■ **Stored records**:

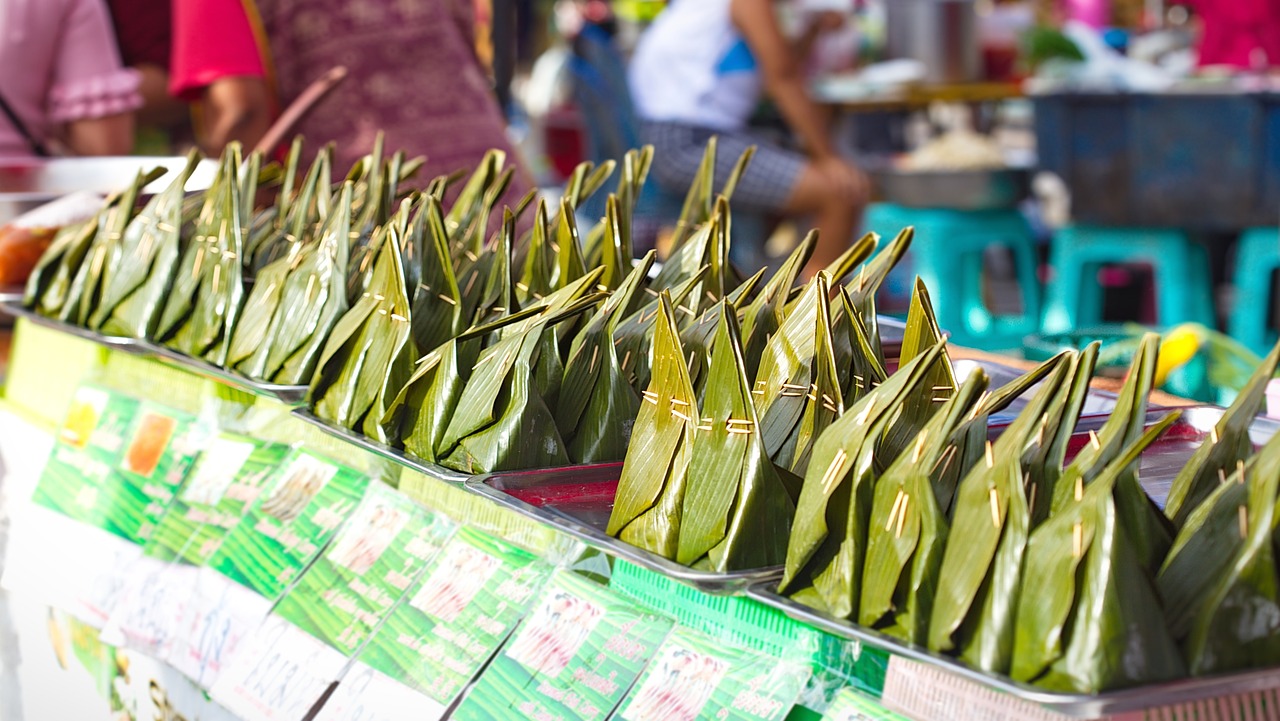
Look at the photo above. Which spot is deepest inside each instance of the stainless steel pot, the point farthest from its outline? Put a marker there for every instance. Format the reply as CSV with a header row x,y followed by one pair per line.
x,y
941,33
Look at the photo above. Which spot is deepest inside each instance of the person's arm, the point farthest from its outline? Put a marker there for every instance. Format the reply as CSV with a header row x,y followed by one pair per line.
x,y
781,73
236,108
112,135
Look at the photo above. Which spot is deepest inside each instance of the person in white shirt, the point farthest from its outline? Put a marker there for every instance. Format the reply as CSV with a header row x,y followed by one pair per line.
x,y
700,69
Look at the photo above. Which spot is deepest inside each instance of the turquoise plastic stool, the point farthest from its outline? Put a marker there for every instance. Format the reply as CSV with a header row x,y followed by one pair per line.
x,y
947,254
1180,268
1257,255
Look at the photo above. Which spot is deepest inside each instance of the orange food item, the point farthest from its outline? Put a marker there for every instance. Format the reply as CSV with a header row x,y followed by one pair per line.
x,y
19,251
149,443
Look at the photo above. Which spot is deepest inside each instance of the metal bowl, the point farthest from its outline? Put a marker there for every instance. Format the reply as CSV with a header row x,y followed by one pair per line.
x,y
26,185
955,190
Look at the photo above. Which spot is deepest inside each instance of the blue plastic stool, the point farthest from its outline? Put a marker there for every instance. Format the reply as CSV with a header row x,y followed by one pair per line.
x,y
947,255
1257,256
1179,265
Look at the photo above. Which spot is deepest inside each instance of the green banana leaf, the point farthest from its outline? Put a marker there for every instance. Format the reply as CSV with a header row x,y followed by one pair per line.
x,y
370,354
908,529
136,281
736,511
597,404
1228,445
828,535
652,488
1088,616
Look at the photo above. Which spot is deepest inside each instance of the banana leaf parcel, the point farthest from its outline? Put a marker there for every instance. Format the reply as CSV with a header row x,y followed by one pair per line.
x,y
1088,615
1220,582
736,512
652,489
1228,445
908,529
370,354
828,535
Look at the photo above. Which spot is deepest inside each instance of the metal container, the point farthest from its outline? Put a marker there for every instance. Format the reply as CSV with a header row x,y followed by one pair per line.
x,y
26,185
941,33
956,190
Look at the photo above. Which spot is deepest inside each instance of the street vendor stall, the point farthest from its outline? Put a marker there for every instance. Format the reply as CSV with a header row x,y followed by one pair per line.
x,y
361,453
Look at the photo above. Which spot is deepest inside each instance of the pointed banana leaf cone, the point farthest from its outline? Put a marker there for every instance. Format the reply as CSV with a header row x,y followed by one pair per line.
x,y
908,529
1088,615
370,354
922,333
634,336
204,306
136,282
1226,446
295,304
597,404
652,489
502,420
828,535
437,305
736,514
1220,583
973,612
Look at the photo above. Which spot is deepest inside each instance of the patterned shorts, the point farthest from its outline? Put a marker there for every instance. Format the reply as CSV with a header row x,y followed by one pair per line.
x,y
766,185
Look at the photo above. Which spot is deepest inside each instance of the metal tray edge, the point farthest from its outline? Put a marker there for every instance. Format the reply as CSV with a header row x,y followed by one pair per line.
x,y
1079,706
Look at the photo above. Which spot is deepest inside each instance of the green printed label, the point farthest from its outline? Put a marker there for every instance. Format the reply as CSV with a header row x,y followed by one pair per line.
x,y
694,678
853,706
229,475
304,503
465,605
368,567
76,479
161,446
574,657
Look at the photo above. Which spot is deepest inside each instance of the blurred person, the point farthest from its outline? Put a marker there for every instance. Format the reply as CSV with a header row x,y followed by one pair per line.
x,y
1238,33
412,72
62,83
700,71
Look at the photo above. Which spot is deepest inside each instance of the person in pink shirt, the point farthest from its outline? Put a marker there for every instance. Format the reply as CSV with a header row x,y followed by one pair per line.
x,y
62,83
1239,33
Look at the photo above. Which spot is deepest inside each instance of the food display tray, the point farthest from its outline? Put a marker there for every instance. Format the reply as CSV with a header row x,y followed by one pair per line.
x,y
579,501
1014,699
287,395
396,455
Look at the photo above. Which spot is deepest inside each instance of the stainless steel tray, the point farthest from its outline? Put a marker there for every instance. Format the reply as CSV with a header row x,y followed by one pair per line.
x,y
288,395
1078,706
430,470
577,501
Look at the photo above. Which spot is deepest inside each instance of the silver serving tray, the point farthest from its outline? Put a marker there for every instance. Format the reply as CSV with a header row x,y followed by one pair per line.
x,y
588,526
287,395
1077,706
396,455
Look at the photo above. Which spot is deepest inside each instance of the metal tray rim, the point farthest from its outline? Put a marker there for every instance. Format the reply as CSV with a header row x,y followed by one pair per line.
x,y
1079,706
396,455
707,582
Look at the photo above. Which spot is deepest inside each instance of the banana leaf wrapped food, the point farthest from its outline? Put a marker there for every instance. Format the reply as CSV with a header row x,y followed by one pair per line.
x,y
652,488
908,529
1088,615
208,290
295,304
370,354
736,512
138,270
828,535
1228,446
1220,584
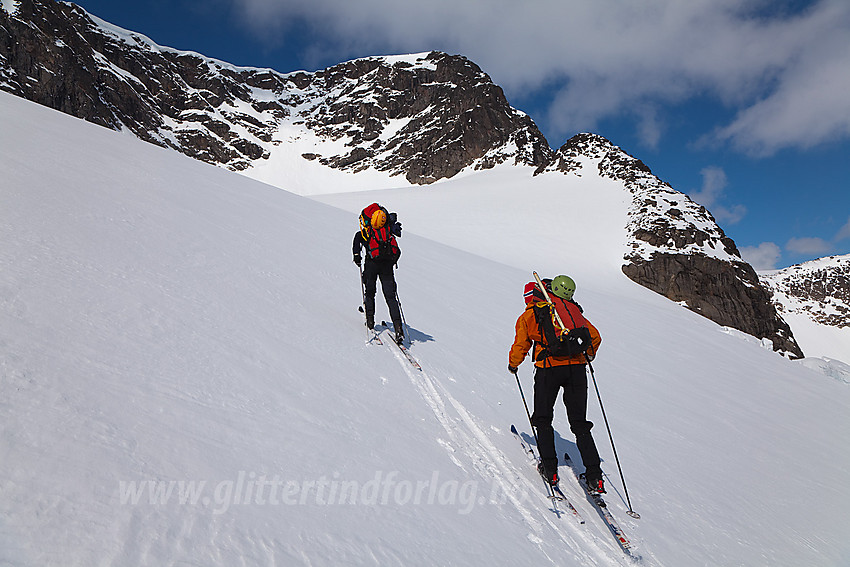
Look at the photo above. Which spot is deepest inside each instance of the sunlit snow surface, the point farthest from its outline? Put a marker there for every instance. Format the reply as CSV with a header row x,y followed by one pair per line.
x,y
168,324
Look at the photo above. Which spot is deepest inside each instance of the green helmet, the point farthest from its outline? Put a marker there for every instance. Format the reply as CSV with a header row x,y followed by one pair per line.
x,y
563,287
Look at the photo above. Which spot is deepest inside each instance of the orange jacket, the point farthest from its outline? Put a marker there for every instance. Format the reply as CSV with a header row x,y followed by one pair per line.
x,y
528,333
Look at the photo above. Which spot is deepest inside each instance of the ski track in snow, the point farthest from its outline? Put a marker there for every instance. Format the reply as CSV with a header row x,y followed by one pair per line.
x,y
542,516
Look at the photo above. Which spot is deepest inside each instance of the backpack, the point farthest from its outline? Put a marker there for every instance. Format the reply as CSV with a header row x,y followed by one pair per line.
x,y
380,242
366,219
574,339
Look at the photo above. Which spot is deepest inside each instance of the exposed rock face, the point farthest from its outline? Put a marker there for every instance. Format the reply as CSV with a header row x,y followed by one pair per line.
x,y
819,289
677,248
425,117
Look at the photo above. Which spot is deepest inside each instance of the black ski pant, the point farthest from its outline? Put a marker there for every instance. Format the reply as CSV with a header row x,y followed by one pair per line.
x,y
547,383
372,270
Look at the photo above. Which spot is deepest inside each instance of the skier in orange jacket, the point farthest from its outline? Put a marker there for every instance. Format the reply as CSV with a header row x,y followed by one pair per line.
x,y
560,358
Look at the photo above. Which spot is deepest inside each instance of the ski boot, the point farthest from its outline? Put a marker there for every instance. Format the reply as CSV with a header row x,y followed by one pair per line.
x,y
550,476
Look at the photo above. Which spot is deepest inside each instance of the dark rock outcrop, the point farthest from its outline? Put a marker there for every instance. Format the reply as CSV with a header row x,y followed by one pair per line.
x,y
819,289
425,117
678,250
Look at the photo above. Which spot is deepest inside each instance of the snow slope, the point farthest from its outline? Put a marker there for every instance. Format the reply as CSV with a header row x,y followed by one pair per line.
x,y
168,325
811,299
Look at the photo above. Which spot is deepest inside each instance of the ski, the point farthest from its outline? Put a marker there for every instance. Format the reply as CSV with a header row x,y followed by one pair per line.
x,y
555,494
404,350
602,508
374,337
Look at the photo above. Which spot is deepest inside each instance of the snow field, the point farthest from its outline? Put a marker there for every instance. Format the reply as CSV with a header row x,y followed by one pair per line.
x,y
164,321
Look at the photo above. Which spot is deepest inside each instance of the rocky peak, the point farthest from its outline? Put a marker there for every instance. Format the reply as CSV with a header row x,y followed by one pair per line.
x,y
676,247
425,117
819,289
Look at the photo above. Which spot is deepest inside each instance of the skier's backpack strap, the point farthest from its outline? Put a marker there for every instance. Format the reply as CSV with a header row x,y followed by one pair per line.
x,y
571,343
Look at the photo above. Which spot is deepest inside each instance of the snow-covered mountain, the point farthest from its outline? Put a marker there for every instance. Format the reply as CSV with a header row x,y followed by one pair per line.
x,y
185,379
422,117
390,121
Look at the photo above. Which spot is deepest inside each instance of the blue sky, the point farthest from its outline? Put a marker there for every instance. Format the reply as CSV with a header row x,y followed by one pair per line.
x,y
742,104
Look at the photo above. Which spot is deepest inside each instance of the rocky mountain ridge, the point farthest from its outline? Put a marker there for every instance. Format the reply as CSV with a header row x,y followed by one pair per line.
x,y
677,249
421,117
820,289
424,117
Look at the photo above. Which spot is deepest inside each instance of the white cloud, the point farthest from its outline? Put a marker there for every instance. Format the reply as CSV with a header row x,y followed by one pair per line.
x,y
808,245
714,183
765,256
844,232
786,69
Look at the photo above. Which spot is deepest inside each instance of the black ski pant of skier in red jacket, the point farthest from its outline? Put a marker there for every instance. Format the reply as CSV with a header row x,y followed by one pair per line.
x,y
372,270
547,383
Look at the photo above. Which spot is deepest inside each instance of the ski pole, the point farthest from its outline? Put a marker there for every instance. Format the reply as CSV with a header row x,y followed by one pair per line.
x,y
549,489
403,320
630,511
363,294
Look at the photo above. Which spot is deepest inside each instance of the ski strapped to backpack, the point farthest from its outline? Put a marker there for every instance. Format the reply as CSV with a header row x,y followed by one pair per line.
x,y
379,229
562,324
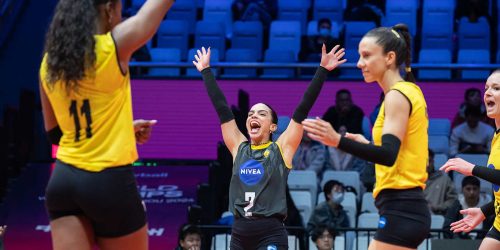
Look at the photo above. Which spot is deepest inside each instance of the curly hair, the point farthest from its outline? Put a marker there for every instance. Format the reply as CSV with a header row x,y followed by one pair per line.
x,y
70,43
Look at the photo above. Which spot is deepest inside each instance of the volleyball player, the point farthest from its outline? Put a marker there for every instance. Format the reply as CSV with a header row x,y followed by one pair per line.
x,y
92,195
474,216
400,148
257,192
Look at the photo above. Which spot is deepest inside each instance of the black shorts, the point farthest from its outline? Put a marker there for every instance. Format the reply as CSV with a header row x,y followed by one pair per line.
x,y
259,233
405,219
493,233
109,199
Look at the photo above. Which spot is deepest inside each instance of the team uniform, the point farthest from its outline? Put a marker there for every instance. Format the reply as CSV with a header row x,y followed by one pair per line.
x,y
404,214
257,197
93,174
494,163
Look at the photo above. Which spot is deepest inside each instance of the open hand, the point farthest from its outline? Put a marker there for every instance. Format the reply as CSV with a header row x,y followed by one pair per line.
x,y
332,59
202,59
321,131
462,166
473,216
142,129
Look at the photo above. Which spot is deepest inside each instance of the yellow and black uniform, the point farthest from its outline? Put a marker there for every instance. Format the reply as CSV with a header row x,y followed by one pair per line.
x,y
96,120
257,197
93,174
409,170
404,214
492,174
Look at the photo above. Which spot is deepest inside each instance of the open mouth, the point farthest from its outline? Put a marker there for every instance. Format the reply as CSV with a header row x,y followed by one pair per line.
x,y
254,127
490,104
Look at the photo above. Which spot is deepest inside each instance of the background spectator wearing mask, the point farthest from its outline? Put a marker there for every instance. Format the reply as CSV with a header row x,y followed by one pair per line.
x,y
330,213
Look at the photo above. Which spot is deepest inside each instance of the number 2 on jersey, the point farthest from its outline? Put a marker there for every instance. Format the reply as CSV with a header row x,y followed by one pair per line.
x,y
249,196
84,110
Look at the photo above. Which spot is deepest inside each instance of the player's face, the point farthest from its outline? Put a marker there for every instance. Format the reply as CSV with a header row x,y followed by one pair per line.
x,y
260,123
191,242
325,241
372,60
492,96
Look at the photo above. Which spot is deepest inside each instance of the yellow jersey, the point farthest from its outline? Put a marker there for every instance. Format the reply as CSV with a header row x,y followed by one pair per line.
x,y
96,119
409,170
494,163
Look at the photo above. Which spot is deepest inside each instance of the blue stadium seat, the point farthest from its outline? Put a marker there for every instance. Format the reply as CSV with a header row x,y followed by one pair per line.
x,y
173,34
474,35
437,24
210,34
240,55
440,144
219,11
184,10
192,71
248,35
285,35
331,9
397,11
165,55
354,31
293,10
275,56
439,126
474,56
434,56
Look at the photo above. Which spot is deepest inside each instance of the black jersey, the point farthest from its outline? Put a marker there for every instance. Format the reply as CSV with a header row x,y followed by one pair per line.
x,y
258,183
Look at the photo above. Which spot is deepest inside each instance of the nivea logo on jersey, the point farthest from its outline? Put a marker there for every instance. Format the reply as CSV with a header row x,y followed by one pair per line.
x,y
495,187
251,172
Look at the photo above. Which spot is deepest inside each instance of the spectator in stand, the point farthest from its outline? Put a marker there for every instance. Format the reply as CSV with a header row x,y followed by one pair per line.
x,y
345,114
189,237
473,136
472,97
255,10
330,213
309,156
323,237
470,197
311,45
440,191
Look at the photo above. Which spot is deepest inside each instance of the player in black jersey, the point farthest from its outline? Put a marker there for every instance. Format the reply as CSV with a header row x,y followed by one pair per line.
x,y
257,195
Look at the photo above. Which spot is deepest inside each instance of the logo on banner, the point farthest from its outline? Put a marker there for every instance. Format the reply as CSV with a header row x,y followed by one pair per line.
x,y
251,172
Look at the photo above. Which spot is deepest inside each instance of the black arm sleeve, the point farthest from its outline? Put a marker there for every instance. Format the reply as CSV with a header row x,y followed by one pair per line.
x,y
488,209
216,96
488,174
54,135
310,95
386,154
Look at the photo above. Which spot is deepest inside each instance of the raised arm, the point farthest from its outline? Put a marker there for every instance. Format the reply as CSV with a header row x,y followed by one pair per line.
x,y
230,132
134,32
397,112
290,138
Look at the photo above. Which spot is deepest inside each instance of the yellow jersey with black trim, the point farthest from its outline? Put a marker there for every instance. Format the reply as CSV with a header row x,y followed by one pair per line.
x,y
409,170
494,163
96,119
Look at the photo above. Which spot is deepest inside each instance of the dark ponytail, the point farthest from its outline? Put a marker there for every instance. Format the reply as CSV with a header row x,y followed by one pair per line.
x,y
403,30
397,39
70,42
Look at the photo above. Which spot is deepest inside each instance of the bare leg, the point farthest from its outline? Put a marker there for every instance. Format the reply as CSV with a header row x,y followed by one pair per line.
x,y
72,232
489,244
137,240
379,245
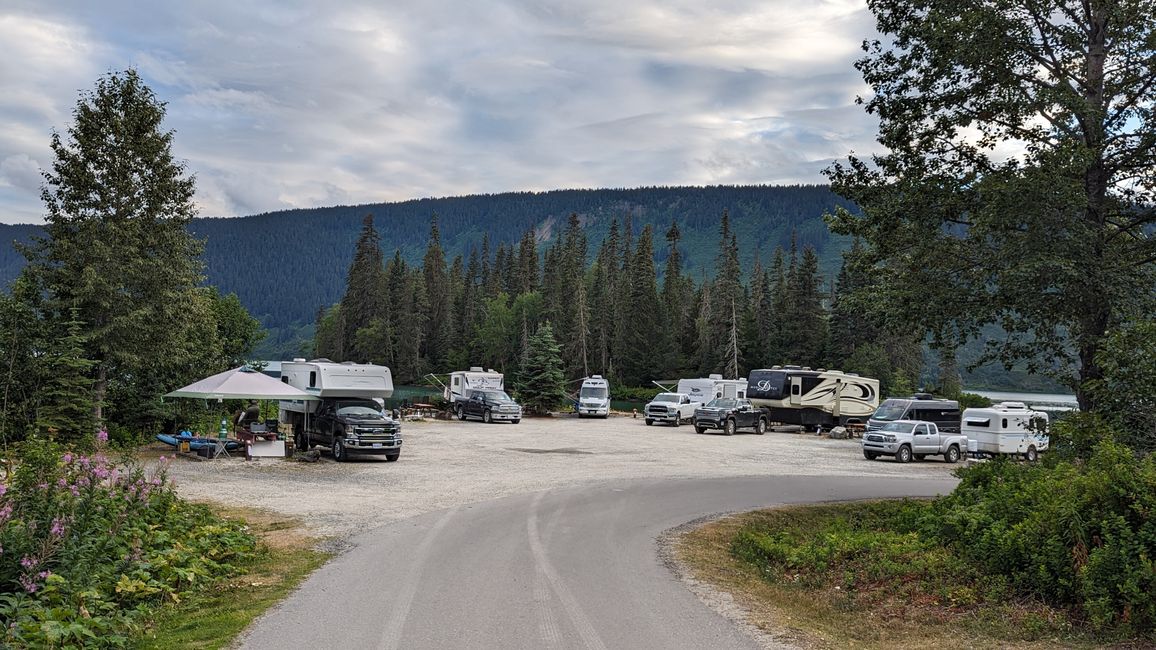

■ **Given instruction**: Pull out every line of the records above that contains the string "banana", copying each one in full.

■ **Output of the exercise**:
Look at the photo above. Which spot is deepest inside each instance of the green banana leaf, the point farthest from its outline? Put a marker there for every instance. Format the reply as CSV with a header row x,y followed by one pair per line.
Look at the photo above. Which spot is deepest inside each instance of the banana leaf parcel, the point farthest from its outline? Put a marker there for every instance. Format the reply as CSV with a header row x,y followed by one pair per line.
Look at the photo above. Which spot is deepest inside each instance of the pointed banana leaf cone, the point farthest from its outline? Put a marker there for every instance. Format the reply as CSV with a header row x,y followed by one pair per line.
Look at the photo above. Which spot is deepest inside each instance of the banana leaf wrapped food, the point farthest from its outline? Put a marker there for every instance. Format the reply as CSV with a header row x,y followed by one pair per line.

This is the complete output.